Document excerpt.
A Shadowsocks plugin that obfuscates the traffic as normal HTTPS traffic to non-blocked websites through domain fronting and disguises the proxy server as a normal webserver.

This software has been proven stable but it's not frequently maintained. Please check out the upgrade to this project Cloak, which provides 10% to 50% faster web page loading with multi-user support

The fundamental idea of obfuscating shadowsocks traffic as TLS traffic is not original. simple-obfs and ShadowsocksR's tls1.2_ticket_auth mode have shown this to be effective. This plugin has made improvements so that the goal of this plugin is to make indiscriminate blocking of HTTPS servers (or even IP ranges) with high traffic the only effective way of stopping people from using shadowsocks.

Beyond the benefit of bypassing the firewall, it can also cheat traffic restrictions imposed by ISP. See here.

This plugin has been tested on amd64 and arm Linux and amd64 Windows. It uses about the same CPU and memory as shadowsocks-libev (which is very little), and has almost no transmission overhead added on top of shadowsocks.

Download

Download the binaries here

or if you are deploying it on a server, you can use the automated script here.

Dataset rows.
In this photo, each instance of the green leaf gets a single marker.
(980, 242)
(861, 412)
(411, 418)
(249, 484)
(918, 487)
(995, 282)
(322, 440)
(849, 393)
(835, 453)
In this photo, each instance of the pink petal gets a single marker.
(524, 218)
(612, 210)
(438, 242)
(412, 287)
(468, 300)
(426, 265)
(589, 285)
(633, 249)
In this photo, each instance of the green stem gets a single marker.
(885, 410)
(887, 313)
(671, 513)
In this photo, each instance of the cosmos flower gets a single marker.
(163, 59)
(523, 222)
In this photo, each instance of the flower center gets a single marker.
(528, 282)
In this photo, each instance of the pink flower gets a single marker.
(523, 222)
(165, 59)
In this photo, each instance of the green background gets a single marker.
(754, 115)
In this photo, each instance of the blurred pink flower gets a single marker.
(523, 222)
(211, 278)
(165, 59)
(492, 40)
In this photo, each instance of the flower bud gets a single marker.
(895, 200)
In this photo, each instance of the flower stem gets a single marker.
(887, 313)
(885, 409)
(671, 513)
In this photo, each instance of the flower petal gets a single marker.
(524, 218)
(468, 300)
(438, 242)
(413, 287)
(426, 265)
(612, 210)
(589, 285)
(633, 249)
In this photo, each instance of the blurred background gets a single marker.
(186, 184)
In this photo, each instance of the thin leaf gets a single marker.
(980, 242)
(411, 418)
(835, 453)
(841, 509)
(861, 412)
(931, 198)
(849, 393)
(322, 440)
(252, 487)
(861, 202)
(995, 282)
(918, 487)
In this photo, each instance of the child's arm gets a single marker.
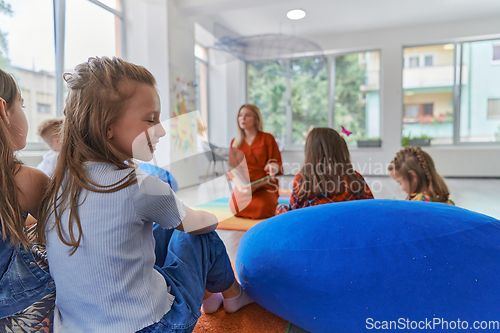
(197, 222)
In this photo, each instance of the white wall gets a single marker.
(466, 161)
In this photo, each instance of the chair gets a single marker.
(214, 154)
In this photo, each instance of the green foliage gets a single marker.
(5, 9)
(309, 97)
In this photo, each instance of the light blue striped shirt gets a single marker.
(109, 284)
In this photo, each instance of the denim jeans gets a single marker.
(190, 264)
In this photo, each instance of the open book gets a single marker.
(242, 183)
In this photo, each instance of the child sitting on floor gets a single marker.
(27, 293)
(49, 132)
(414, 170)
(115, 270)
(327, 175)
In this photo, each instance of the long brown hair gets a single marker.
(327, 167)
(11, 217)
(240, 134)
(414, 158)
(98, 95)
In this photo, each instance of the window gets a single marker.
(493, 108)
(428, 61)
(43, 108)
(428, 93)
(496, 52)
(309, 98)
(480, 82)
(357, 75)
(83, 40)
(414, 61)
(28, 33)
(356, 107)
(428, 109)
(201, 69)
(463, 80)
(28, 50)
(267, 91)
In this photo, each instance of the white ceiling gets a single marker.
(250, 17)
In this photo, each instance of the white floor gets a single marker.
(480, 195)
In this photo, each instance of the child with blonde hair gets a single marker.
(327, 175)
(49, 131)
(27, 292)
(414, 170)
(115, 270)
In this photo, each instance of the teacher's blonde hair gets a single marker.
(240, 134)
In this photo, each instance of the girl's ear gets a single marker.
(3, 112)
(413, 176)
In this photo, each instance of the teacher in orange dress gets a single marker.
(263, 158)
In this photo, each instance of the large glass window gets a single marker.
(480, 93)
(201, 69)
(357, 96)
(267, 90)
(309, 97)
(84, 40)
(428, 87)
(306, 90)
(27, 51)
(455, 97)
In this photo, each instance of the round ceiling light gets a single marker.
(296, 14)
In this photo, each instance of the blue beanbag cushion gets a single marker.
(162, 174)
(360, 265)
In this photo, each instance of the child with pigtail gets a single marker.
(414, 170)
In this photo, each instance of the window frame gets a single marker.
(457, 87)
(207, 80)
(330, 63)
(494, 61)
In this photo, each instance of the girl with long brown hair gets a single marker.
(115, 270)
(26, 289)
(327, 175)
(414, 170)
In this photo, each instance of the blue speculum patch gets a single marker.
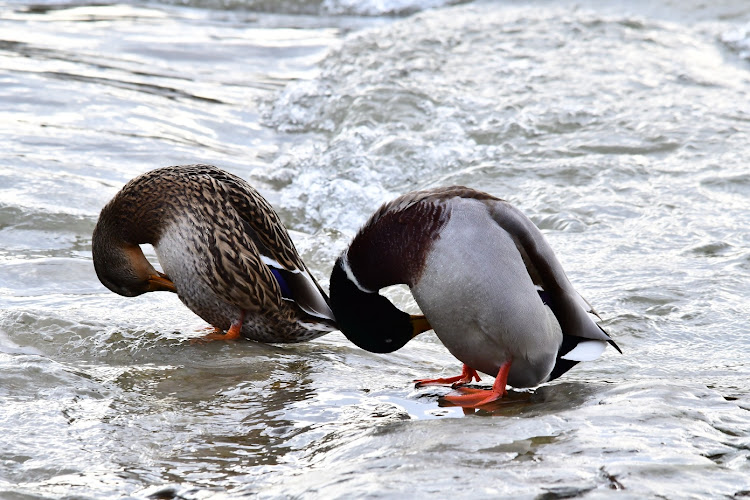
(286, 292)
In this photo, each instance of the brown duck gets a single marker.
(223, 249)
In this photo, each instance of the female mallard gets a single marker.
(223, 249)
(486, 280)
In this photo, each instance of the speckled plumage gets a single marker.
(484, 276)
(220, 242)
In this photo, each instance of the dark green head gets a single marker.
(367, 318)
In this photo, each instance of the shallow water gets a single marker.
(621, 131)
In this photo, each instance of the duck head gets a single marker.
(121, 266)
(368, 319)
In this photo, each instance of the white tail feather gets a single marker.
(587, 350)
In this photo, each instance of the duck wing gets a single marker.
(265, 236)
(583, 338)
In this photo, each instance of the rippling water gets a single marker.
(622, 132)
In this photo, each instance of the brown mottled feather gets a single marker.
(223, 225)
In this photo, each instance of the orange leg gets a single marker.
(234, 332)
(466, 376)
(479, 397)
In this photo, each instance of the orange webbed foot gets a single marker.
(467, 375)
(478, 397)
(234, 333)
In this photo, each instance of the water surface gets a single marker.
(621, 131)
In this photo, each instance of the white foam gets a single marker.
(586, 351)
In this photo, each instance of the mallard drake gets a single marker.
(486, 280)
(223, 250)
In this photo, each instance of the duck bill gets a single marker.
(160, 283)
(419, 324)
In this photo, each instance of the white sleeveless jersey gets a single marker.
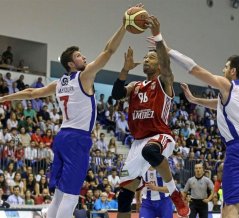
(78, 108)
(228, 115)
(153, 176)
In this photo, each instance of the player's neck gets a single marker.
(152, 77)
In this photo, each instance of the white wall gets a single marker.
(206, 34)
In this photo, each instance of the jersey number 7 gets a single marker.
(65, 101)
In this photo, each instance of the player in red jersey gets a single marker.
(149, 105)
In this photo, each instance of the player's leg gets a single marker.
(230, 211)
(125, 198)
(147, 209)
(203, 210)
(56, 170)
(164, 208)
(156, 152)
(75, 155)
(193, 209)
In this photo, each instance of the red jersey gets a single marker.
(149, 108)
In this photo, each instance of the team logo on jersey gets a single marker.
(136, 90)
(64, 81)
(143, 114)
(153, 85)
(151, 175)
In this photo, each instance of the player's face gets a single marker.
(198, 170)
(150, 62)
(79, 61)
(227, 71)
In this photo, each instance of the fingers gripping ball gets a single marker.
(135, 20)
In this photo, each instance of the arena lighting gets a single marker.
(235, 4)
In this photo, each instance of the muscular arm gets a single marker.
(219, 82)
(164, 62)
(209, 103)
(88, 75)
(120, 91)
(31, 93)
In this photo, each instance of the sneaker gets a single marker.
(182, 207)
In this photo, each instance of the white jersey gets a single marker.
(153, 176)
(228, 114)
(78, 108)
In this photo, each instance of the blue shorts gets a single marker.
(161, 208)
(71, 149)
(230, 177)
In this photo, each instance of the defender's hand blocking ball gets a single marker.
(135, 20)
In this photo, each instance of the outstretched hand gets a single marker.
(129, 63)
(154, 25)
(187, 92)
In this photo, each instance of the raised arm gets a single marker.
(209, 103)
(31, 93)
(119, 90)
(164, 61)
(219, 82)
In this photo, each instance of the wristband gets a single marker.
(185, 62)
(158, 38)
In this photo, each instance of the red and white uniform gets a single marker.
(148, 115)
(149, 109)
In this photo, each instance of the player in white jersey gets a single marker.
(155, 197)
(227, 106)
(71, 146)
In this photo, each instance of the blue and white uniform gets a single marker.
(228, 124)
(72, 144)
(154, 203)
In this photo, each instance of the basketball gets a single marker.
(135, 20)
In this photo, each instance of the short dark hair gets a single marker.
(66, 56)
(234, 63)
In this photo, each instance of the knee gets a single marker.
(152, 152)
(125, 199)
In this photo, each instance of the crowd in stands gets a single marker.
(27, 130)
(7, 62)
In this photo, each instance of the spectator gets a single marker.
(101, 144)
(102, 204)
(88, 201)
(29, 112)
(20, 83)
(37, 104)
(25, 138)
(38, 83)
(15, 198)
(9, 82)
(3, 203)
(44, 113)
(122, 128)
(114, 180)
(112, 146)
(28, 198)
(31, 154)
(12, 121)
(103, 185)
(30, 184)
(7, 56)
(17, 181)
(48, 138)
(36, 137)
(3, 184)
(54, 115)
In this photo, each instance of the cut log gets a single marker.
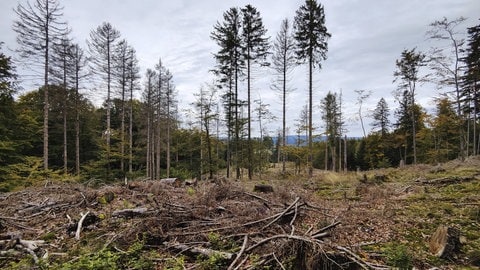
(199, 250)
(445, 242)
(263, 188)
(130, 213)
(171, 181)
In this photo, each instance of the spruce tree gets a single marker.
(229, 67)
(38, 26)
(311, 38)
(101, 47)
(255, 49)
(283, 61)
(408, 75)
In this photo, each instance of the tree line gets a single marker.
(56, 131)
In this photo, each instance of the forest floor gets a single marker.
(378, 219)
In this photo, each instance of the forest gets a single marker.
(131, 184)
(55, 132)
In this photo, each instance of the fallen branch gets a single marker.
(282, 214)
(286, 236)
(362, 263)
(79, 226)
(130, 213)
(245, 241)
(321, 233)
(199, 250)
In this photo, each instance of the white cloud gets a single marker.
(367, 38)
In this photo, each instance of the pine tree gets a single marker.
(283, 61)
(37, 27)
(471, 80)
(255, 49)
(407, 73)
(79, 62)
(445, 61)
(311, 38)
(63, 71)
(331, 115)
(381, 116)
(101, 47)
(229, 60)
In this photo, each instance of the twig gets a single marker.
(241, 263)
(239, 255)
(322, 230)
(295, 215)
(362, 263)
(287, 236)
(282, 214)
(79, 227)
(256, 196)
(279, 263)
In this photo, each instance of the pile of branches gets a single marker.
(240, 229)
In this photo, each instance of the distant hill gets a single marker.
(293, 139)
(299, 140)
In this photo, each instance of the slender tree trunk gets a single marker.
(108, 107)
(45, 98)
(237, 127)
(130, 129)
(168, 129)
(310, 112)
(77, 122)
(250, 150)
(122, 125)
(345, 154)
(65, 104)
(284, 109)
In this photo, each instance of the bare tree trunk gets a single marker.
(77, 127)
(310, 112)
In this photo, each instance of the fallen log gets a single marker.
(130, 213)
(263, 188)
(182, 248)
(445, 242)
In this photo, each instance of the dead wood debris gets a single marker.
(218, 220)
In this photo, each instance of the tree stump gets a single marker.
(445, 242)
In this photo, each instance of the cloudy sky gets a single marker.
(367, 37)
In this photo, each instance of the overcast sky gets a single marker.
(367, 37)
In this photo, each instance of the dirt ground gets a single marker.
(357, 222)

Requests.
A. From the Shadowsocks plugin description, list every platform the plugin has been tested on.
B. Continue the Shadowsocks plugin description from its last sentence.

Task-by-task results.
A.
- amd64 Linux
- arm Linux
- amd64 Windows

B.
Build

gq-client requires go1.11+. gq-server doesn't require any particularly new version of go.

make client or make server

or use the automated script here to build shadowsocks-libev and GoQuiet server from source.

Usage

Change the key in config file before using it. It can be the same as shadowsocks' password

You can check Instructions for Windows users

Plugin mode

For server:

ss-server -c <path-to-ss-config> --plugin <path-to-gq-server-binary> --plugin-opts "<path-to-gqserver.json>"

For client:

ss-local -c <path-to-ss-config> --plugin <path-to-gq-client-binary> --plugin-opts "<path-to-gqclient.json>"

or as value of plugin and plugin_opts in Shadowsocks JSON

{
    "server":"0.0.0.0",
    "server_port":443,
    "local_address": "127.0.0.1",
    "local_port":1080,
    "password":"mypassword",
    "timeout":300,
    "method":"aes-128-gcm",
    "fast_open":false,
    "reuse_port":true,
    "no_delay":true,
    "plugin":"path-to-gqserver/client-binary",
    "plugin_opts":"path-to-gqserver/client.json"
}

Alternatively, plugin_opts can be the configuration options separated by semi-colons. For example:

"plugin_opts":"WebServerAddr=204.79.197.200:443;Key=exampleconftest"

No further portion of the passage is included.